_PROBLEMS TO SOLVE_
1. Render the sentence "Some are skeptical of the impact of sugar taxes." from the article on Geneva's sugar tax into Spanish.
2. Reproduce the passage of the article on Geneva's sugar tax starting with "Bertrand Buchs and" and going on through "told are healthy.".
3. Carry on with the article on Geneva's sugar tax, picking up after its last sentence.

_SELECTED PASSAGE_
A commission for the canton of Geneva’s government supports a tax on added sugar to fight obesity, according to the newspaper Le Temps.
Bertrand Buchs and Delphine Bachmann, two elected officials active in the medical sector, are behind the initiative.
The text required to implement the tax, which takes aim at added sugar, is likely to be put to a government vote in March 2020. The money collected would be spent on raising awareness of the damaging health effects of sugar.
Some are skeptical of the impact of sugar taxes. In Geneva, it is easy to shop in the neighbouring canton of Vaud or in France, although France introduced an added sugar tax in 2018.
Unfortunately, many sugar taxes, like the one in France, are narrowly focused on added sugar. But sugar, even added sugar, comes from fruit and vegetables, things we are told are healthy.
To clear up the confusion. the World Health Organisation (WHO) came up with the concept of “free sugar” versus “intrinsic sugar”. Free sugar is any sugar that has been released from its natural packaging. This includes “sugars naturally present in honey, syrups, fruit juices and fruit juice concentrates”. So the sugar in fruit juice is as harmful as the sugar found in soda, according to WHO.

Records from a collection:
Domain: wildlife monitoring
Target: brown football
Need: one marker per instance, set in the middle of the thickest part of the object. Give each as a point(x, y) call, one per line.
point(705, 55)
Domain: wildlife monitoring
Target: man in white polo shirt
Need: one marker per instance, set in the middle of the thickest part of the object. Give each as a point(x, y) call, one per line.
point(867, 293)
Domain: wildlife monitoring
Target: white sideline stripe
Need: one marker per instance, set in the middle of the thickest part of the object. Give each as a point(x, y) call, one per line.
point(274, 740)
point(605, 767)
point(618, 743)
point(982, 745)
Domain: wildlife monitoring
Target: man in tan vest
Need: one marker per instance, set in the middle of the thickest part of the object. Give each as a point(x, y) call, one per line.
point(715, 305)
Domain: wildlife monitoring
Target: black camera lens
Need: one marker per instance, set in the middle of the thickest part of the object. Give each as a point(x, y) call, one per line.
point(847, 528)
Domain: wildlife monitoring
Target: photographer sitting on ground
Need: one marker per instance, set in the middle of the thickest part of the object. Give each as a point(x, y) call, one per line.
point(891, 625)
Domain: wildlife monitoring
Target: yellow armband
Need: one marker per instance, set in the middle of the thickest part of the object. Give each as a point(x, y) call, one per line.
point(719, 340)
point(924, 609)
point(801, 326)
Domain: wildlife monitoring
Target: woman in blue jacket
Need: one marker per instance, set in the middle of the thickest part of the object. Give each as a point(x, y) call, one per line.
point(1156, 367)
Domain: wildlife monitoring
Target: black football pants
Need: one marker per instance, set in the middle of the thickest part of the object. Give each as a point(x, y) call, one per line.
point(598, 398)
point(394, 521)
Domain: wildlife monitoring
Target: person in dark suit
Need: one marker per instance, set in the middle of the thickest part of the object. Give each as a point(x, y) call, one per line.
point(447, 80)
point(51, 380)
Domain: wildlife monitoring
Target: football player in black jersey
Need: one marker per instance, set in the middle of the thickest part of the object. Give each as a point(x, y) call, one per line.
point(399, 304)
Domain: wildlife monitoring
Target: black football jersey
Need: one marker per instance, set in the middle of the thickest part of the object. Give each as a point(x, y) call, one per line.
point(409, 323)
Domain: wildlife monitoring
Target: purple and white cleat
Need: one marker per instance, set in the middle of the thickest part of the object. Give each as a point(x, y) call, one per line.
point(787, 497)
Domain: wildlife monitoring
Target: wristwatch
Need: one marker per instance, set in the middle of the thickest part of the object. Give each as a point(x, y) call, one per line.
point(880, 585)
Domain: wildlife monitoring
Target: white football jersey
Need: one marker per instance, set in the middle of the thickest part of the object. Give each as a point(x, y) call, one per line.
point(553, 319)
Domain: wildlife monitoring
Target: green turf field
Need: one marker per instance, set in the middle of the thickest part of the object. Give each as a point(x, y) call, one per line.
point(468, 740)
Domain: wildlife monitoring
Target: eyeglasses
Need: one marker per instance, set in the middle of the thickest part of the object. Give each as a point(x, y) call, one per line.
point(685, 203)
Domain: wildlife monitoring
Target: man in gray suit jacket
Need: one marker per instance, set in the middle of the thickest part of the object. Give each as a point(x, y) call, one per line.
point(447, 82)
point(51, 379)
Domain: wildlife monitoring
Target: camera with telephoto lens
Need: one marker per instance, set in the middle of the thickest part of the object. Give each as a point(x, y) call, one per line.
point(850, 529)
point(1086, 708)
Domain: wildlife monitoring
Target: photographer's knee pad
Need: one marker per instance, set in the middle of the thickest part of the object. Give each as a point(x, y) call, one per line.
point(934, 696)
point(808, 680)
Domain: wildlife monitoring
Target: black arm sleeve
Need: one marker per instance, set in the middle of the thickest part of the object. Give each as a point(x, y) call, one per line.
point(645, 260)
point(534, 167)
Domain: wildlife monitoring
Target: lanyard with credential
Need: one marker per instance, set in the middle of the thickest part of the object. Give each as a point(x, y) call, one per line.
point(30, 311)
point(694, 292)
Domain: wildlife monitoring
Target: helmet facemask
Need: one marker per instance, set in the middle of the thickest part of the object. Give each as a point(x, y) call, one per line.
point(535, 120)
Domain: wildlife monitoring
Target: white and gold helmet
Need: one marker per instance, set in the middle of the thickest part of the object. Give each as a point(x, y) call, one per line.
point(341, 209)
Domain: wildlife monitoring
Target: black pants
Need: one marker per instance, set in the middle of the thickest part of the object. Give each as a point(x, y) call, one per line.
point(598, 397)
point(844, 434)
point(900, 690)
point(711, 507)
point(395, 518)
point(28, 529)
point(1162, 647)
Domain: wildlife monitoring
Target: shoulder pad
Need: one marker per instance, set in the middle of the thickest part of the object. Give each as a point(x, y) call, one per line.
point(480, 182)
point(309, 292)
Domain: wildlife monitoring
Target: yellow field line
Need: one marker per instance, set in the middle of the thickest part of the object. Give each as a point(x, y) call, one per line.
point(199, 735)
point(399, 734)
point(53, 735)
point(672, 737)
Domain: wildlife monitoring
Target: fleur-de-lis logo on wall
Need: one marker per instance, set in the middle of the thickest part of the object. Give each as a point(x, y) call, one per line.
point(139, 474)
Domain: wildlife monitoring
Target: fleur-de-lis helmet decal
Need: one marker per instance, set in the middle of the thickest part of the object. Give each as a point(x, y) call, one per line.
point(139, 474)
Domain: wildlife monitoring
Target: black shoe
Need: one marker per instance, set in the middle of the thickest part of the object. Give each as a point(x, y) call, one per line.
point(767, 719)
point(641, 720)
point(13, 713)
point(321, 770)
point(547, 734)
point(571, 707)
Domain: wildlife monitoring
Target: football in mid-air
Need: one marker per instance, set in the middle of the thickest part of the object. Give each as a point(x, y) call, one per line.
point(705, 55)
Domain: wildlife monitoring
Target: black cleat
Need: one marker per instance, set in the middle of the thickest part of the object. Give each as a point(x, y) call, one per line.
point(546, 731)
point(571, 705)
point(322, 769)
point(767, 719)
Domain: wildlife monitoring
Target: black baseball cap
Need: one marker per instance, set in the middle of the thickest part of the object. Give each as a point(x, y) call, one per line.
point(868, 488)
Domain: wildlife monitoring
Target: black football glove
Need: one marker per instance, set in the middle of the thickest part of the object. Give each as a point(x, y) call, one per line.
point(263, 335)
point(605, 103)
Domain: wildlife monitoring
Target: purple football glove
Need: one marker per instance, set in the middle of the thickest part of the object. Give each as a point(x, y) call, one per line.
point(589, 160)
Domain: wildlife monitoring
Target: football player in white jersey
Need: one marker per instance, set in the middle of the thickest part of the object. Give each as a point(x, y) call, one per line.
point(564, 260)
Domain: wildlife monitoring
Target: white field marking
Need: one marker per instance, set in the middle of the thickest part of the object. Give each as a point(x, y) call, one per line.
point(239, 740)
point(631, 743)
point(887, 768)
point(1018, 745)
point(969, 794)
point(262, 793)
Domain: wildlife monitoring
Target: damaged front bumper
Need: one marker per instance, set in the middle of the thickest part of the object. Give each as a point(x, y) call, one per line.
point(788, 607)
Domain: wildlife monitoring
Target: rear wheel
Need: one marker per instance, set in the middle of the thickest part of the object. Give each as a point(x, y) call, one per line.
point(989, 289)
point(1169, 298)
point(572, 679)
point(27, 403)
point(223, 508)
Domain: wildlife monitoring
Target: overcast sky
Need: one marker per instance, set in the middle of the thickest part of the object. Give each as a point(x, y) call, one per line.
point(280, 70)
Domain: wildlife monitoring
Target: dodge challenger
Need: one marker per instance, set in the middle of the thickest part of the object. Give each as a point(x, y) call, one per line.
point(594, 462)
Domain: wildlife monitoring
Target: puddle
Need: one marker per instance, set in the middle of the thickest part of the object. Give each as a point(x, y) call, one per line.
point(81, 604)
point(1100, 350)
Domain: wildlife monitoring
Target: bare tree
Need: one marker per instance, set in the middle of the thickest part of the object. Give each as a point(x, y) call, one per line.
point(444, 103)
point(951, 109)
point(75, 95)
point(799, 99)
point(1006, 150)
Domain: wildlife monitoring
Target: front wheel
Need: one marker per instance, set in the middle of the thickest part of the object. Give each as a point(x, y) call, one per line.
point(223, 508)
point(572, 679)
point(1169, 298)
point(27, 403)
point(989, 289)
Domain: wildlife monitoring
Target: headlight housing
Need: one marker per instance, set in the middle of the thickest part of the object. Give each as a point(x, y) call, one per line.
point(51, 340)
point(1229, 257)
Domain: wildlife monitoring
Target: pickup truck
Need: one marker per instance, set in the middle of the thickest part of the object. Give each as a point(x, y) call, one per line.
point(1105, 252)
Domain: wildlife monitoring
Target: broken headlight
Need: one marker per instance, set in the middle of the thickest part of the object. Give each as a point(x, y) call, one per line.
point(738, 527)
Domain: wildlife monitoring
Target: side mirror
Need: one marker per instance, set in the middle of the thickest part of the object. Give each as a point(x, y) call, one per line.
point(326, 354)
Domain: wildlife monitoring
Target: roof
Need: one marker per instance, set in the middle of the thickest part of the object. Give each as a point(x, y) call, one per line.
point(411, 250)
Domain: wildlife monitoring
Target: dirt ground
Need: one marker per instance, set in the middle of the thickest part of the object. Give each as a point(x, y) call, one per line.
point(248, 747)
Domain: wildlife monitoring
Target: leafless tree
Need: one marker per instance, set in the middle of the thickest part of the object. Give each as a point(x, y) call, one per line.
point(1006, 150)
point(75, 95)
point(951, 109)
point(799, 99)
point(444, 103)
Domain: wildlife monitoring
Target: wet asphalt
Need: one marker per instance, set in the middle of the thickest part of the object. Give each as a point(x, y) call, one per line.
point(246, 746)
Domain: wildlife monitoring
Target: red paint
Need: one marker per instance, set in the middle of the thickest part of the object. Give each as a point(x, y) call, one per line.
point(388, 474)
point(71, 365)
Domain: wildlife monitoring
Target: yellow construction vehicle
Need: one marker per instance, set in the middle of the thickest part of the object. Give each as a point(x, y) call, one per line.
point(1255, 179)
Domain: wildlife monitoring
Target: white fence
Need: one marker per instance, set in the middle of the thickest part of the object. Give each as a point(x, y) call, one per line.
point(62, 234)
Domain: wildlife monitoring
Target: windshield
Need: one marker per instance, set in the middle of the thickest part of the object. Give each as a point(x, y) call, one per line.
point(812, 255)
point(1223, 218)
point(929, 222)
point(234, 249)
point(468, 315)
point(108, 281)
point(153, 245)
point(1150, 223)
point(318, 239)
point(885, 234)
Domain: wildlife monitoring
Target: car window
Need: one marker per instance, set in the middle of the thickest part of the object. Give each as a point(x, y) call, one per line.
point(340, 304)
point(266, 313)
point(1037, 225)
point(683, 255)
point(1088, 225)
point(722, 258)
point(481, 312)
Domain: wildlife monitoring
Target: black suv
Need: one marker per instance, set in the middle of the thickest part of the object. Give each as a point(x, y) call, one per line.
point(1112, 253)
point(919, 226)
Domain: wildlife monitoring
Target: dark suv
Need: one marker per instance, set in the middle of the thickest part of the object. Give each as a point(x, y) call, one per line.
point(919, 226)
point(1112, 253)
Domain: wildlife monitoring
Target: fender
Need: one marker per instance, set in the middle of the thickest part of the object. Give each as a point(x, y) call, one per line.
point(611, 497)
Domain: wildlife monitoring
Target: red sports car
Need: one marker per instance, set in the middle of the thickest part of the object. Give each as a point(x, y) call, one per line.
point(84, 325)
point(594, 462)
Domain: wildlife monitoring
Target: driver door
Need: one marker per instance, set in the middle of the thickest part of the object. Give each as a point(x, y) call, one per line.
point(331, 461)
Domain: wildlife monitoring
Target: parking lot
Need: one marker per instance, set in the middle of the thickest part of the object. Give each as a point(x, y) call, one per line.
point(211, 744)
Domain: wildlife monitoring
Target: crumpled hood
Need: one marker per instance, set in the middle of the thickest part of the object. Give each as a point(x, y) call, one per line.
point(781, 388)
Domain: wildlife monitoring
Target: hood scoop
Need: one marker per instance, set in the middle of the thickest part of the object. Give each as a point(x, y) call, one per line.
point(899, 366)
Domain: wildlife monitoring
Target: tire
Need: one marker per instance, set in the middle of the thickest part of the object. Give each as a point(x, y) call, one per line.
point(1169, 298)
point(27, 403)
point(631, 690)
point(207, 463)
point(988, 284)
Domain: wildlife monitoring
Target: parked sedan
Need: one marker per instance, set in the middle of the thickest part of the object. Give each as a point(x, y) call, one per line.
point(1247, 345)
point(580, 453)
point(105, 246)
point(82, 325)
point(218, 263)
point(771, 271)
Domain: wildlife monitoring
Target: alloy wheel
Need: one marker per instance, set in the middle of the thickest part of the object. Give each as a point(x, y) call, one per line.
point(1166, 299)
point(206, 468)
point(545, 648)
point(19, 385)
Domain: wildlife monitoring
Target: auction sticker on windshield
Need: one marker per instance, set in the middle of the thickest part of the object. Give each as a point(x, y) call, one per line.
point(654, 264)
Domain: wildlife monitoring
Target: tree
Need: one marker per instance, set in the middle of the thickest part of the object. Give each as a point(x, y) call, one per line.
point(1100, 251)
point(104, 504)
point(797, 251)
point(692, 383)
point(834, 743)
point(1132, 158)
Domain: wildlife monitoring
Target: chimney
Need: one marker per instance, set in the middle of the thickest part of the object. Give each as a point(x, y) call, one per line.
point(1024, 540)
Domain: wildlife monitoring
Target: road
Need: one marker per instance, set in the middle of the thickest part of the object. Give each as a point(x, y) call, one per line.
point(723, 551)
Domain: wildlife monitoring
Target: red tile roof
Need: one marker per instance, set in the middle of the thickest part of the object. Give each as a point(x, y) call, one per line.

_ANSWERS TO EACH TASK_
1. Algunos se muestran escépticos ante el impacto de los impuestos sobre el azúcar.

2.
Bertrand Buchs and Delphine Bachmann, two elected officials active in the medical sector, are behind the initiative.
The text required to implement the tax, which takes aim at added sugar, is likely to be put to a government vote in March 2020. The money collected would be spent on raising awareness of the damaging health effects of sugar.
Some are skeptical of the impact of sugar taxes. In Geneva, it is easy to shop in the neighbouring canton of Vaud or in France, although France introduced an added sugar tax in 2018.
Unfortunately, many sugar taxes, like the one in France, are narrowly focused on added sugar. But sugar, even added sugar, comes from fruit and vegetables, things we are told are healthy.

3.
It is important to note that the WHO says “there is no reported evidence linking the consumption of the intrinsic sugars found in whole fruit and vegetables to adverse health effects”. So, according to WHO, the sugar in fruit juice is like the sugar in soda, but whole fruit and vegetables, despite containing sugar, are good for you – WHO advice on sugar can be viewed here.
The difference between whole fruit and fruit juice appears to relate to complex differences in way the body processes the two and the calorific concentration from juicing – a glass of orange juice, which contains most of the fruit’s calories, is far less filling than eating the five whole oranges required to make it.